[Saved entries]
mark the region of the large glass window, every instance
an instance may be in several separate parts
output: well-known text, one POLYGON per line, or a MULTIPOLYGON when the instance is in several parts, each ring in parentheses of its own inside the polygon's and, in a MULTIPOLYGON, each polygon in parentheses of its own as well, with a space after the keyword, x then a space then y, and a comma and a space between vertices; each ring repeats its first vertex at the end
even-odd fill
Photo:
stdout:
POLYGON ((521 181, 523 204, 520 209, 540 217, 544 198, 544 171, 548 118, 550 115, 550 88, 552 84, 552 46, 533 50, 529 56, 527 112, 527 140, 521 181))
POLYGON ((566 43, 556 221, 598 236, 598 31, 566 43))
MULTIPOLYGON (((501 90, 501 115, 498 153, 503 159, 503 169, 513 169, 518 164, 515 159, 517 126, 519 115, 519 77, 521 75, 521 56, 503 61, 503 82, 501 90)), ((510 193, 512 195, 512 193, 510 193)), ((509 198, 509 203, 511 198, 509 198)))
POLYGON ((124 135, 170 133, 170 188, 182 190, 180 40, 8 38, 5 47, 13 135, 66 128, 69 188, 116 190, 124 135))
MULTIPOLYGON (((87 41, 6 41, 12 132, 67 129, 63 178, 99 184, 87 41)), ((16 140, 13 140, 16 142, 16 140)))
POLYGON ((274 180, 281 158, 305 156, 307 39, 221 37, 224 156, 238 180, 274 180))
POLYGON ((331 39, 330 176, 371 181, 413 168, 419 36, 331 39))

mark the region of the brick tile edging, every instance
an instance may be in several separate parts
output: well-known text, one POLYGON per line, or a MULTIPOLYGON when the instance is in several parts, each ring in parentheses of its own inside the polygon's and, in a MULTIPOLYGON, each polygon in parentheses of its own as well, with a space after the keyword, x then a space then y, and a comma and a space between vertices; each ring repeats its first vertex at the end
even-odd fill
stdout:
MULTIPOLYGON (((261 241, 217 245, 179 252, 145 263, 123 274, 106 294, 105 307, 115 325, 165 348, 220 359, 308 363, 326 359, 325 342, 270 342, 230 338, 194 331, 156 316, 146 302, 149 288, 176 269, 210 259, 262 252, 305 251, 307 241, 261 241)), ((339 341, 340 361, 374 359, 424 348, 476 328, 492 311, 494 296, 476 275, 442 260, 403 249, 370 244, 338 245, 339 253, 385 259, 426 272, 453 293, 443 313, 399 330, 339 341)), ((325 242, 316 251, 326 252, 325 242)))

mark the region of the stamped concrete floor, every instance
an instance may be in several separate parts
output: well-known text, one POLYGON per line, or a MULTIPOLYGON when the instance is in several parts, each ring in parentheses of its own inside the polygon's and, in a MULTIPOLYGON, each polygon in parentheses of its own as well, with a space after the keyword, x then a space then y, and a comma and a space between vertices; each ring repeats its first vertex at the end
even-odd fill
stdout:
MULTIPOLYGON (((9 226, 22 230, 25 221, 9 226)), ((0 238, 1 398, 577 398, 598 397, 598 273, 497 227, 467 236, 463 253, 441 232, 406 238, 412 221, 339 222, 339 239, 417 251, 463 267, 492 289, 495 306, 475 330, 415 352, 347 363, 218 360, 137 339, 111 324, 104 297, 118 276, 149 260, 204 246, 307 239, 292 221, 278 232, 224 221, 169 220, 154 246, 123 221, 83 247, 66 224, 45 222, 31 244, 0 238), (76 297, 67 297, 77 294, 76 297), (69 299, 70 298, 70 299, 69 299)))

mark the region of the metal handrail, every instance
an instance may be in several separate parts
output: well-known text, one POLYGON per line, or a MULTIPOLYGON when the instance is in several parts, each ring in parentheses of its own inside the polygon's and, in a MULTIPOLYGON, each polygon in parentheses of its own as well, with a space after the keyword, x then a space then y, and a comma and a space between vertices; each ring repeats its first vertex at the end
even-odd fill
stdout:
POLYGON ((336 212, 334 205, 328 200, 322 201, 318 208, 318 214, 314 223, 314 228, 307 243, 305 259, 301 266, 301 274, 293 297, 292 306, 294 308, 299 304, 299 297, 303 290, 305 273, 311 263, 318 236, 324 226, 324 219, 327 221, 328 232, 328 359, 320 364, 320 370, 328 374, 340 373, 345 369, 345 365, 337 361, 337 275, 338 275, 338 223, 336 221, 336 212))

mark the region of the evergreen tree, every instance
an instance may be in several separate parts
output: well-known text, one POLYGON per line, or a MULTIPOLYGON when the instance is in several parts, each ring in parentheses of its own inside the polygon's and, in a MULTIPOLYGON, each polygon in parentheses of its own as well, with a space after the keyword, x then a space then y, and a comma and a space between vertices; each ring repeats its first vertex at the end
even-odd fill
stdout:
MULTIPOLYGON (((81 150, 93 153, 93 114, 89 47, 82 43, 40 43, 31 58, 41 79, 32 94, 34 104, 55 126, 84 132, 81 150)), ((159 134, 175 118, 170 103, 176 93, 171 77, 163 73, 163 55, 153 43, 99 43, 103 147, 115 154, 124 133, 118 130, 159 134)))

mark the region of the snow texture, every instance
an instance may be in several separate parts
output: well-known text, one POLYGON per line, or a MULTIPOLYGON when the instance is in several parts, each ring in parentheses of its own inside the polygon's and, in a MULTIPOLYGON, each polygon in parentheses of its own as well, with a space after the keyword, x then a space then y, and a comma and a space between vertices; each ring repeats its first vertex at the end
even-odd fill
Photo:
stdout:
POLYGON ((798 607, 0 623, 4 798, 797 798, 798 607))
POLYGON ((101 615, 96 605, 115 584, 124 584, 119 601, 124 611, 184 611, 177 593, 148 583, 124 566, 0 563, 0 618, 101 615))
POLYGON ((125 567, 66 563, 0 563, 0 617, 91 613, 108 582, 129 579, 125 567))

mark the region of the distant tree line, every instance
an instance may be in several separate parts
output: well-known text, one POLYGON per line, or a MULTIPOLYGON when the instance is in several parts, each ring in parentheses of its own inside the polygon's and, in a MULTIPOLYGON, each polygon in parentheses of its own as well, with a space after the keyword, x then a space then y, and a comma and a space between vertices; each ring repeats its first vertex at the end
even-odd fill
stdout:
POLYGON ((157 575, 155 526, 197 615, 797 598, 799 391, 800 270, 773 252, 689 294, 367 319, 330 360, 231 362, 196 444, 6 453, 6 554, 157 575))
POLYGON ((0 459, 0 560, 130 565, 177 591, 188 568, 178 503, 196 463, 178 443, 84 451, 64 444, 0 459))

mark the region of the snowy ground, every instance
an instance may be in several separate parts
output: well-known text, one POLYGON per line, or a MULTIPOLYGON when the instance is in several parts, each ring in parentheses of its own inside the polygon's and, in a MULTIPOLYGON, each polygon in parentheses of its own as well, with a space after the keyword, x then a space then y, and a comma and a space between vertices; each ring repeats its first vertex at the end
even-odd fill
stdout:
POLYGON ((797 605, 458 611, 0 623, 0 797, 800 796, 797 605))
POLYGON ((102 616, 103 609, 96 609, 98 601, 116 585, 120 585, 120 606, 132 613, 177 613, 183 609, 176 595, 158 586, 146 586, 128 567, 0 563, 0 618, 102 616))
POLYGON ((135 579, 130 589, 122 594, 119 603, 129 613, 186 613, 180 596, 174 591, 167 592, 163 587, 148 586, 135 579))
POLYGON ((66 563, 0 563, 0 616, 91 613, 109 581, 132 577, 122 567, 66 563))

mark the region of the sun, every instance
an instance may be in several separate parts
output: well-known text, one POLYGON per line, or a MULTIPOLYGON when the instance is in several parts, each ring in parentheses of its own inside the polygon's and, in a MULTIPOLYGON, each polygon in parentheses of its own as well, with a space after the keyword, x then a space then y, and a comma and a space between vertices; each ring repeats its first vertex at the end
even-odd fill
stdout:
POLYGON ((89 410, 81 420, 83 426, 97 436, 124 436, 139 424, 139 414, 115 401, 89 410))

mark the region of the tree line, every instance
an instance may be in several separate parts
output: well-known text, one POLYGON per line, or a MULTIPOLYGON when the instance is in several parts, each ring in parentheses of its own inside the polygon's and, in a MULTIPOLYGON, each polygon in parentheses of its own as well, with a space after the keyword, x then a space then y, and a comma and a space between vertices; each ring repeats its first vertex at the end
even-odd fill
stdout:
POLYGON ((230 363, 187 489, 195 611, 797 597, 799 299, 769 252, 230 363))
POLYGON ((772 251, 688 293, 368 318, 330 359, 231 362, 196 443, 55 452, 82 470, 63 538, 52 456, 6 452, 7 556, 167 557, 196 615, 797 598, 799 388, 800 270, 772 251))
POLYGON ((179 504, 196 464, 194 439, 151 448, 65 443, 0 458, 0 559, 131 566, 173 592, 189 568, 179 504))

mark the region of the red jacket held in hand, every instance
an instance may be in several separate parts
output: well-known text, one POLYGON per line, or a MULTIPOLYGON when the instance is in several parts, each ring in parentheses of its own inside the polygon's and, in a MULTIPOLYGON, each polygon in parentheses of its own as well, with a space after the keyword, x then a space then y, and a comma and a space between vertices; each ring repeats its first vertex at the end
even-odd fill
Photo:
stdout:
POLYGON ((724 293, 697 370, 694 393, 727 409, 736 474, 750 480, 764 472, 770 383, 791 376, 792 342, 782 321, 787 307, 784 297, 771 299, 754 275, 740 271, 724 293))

Task statement: In the entries above, locate every line with the word "tree" and copy it.

Response box:
mark the region of the evergreen tree, every instance
mark the region of the distant tree line, every instance
mark the region of the tree line, every instance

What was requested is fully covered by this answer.